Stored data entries
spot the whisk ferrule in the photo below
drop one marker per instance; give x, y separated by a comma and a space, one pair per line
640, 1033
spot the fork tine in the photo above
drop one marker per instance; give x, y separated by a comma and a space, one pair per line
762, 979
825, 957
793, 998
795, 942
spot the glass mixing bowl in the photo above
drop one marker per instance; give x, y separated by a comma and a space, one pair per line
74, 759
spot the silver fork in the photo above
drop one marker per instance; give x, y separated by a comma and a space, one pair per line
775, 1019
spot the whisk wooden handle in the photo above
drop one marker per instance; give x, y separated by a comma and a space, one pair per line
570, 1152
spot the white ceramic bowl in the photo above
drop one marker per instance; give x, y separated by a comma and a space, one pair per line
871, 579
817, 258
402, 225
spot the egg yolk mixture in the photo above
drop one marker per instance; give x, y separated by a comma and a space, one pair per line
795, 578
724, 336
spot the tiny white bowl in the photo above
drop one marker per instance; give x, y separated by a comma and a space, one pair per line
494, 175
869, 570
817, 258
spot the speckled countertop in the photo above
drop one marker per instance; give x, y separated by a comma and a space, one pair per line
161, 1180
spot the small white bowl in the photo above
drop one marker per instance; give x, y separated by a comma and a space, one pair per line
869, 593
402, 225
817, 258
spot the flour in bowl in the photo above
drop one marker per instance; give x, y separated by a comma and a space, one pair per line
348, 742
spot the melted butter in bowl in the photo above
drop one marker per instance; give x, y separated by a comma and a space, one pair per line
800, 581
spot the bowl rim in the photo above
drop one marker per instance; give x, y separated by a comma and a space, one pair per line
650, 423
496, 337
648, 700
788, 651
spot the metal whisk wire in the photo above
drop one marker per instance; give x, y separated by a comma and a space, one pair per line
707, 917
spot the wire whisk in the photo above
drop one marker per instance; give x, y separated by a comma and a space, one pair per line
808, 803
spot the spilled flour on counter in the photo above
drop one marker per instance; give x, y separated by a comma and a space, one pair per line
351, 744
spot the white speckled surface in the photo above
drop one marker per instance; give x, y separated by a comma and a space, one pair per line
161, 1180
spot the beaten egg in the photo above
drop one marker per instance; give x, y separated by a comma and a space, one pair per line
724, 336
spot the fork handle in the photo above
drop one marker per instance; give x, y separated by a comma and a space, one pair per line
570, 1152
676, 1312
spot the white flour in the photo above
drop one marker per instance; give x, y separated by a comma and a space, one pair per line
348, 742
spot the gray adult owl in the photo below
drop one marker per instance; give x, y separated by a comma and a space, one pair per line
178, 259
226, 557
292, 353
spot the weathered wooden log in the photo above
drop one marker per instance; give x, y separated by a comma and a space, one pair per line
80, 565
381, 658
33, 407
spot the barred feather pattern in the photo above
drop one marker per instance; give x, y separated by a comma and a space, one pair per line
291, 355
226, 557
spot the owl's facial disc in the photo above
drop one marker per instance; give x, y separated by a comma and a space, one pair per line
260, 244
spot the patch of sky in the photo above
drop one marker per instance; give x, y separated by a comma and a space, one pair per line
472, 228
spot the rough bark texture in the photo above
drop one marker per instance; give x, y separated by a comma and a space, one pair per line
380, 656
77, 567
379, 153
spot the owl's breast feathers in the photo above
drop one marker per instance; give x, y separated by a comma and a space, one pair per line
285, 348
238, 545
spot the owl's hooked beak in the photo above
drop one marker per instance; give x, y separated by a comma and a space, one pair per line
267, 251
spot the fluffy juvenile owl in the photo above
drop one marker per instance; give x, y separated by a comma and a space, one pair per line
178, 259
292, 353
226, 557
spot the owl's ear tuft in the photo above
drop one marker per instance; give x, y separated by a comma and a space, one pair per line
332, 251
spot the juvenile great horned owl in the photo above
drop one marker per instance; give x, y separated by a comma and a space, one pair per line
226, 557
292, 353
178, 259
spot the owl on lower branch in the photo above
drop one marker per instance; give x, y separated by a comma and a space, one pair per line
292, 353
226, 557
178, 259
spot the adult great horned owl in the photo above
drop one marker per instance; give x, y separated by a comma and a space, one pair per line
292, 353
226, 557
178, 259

- Directive: Write out, word for word, every line from the one containing "spot the rough" through the last line of the records above.

- Solution for this exercise:
spot the rough bark texture in the photo above
drop one marker per instance; give x, y separated by a comma and a space, one pair per line
380, 656
77, 567
379, 153
spot the owl's breast feathers in the photo above
drop one marker per instance; give x, y separated by a comma and a space, one pair per line
285, 348
238, 545
spot the owl's hooked beak in the photo above
drop one marker per instance; give x, y separated by a comma and a space, one pair per line
267, 251
spot the fluffy juvenile owl in the photo above
drop one marker per instance; give x, y separated by a comma and a space, one pair per line
178, 259
292, 353
226, 557
spot the owl's ear tuft in the photo above
drop one marker per instance; give x, y separated by a comma and a space, one pair per line
332, 251
spot the juvenile great horned owl in the photo above
drop one marker per instance; give x, y separated by a comma and a space, one pair per line
226, 557
292, 353
178, 259
spot the owl on lower branch in the photo above
drop one marker per instance; give x, y separated by a comma and a space, one pair per line
292, 353
226, 557
178, 259
spot the adult great horned owl in the photo above
drop one marker per instance; give x, y separated by a comma and a space, one pair per line
292, 353
226, 557
178, 259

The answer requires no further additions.